DATASET EXTRACT ->

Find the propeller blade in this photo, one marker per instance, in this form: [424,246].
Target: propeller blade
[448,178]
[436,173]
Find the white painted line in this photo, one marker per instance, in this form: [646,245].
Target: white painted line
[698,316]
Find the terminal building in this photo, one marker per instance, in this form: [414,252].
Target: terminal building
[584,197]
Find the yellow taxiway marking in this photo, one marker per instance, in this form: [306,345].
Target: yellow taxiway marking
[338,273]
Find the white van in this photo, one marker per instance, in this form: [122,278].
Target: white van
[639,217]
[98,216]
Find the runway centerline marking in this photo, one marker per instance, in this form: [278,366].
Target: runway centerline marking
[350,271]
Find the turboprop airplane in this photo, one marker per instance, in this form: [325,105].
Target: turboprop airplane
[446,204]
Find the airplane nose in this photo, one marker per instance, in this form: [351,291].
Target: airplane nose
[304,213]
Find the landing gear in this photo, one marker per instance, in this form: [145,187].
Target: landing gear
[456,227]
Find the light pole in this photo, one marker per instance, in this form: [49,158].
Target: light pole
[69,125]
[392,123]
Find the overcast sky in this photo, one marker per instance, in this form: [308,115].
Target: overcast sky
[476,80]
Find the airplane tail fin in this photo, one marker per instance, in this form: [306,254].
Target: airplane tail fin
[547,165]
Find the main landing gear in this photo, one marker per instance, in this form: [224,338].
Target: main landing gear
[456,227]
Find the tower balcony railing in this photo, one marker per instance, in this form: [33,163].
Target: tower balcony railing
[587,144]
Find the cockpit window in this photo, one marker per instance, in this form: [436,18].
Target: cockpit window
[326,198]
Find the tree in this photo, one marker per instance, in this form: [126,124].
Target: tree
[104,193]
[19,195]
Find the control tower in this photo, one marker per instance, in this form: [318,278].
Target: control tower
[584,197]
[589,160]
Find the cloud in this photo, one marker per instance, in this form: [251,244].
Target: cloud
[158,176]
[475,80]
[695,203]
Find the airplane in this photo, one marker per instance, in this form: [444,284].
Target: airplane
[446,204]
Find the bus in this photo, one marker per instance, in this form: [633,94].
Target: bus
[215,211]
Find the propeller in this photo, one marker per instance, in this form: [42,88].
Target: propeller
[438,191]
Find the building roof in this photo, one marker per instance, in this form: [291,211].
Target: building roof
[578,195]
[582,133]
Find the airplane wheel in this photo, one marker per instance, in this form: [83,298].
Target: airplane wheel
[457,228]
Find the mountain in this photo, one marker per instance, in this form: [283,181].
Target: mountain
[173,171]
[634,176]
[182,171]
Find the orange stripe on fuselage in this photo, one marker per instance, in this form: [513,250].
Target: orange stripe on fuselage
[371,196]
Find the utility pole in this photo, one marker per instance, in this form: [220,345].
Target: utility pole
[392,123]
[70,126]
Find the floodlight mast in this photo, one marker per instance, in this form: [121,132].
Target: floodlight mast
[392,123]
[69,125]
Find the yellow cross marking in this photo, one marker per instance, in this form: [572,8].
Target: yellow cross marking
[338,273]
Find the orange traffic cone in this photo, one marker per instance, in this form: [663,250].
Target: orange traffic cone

DO THIS ->
Set out every line of the records above as one numbered list, leaving out any blank lines.

EXERCISE OUTPUT ->
1. Find the propeller blade in this photo, one marker per instance, in this form: [424,246].
2. Target: propeller blade
3. [448,178]
4. [436,173]
5. Find the white painted line in this photo, one marker per instance, in this form: [646,245].
6. Target: white painted line
7. [698,316]
8. Find the terminal building in this photo, one marker per instance, in this form: [414,252].
9. Target: terminal building
10. [584,197]
11. Find the yellow taxiway marking in this photo, one marker per instance, in this form: [306,345].
12. Target: yellow taxiway marking
13. [338,273]
14. Find the white van in this photo, one marker per instance, in this form: [122,278].
15. Target: white van
16. [639,217]
17. [98,216]
18. Find the runway centerline marking in this photo, one marker per instance, in this form: [278,366].
19. Target: runway centerline marking
20. [350,271]
21. Find the turboprop airplane in this photo, one marker per instance, in this form: [325,105].
22. Target: turboprop airplane
23. [446,204]
24. Find the airplane nose in this photo, one marker per instance, in this form: [351,291].
25. Target: airplane nose
26. [304,213]
27. Find the landing gear in this photo, one marker per instance, in this form: [145,187].
28. Target: landing gear
29. [456,227]
30. Find the light pole in this photo, one marker per instance, in this form: [49,158].
31. Target: light pole
32. [69,125]
33. [392,123]
34. Find the overcast sky in this photo, one marker per instance, in this form: [308,115].
35. Target: overcast sky
36. [476,80]
37. Find the airplane tail fin in this photo, one marker per instance, in this form: [306,254].
38. Target: airplane tail fin
39. [547,165]
40. Find the main landing gear in this photo, one marker per instance, in this form: [224,338].
41. Target: main landing gear
42. [456,227]
43. Find the tower balcony railing in this photo, one marker per instance, in this form: [33,163].
44. Target: tower balcony railing
45. [587,144]
46. Find the cockpit window in this photo, one marker per instance, in this form: [436,18].
47. Target: cockpit window
48. [326,198]
49. Find the tree in this photo, one marker per instance, in this form: [126,124].
50. Target: tree
51. [104,193]
52. [19,195]
53. Find the control tower in this photo, one marker per instance, in this form: [318,278].
54. Target: control tower
55. [584,197]
56. [589,160]
57. Find the cloud in this photo, one marker per instance, in this form: [251,244].
58. Target: cloud
59. [158,176]
60. [475,80]
61. [695,203]
62. Find the airplane in this photo, one marker per instance, in this form: [444,284].
63. Target: airplane
64. [446,204]
65. Find the bus in this photo, one marker per instance, in this form: [633,94].
66. Target: bus
67. [215,211]
68. Find the propeller in this photo, one marker per instance, in this form: [42,88].
69. Target: propeller
70. [438,191]
71. Find the building roof in this photo, one marker per instance, in this form: [291,211].
72. Target: building roof
73. [578,195]
74. [582,133]
75. Find the airplane wheel in this photo, one marker per instance, in this form: [83,298].
76. Target: airplane wheel
77. [457,228]
78. Find the mountain in this photo, one marker per instance, in this form: [283,181].
79. Target: mountain
80. [173,171]
81. [634,176]
82. [182,171]
83. Find the orange stripe on fuselage in this photo, one marker per instance, in this form: [513,250].
84. Target: orange stripe on fuselage
85. [371,196]
86. Find the utility pole in this photo, one marker per instance, in this form: [220,345].
87. Target: utility pole
88. [392,123]
89. [70,126]
90. Find the floodlight mast in this photo, one marker per instance, in this form: [121,132].
91. Target: floodlight mast
92. [392,123]
93. [69,125]
94. Find the yellow cross marking in this photo, one marker per instance, in this form: [572,8].
95. Target: yellow cross marking
96. [338,273]
97. Find the orange traffic cone in this photo, one marker per instance, in this form: [663,250].
98. Target: orange traffic cone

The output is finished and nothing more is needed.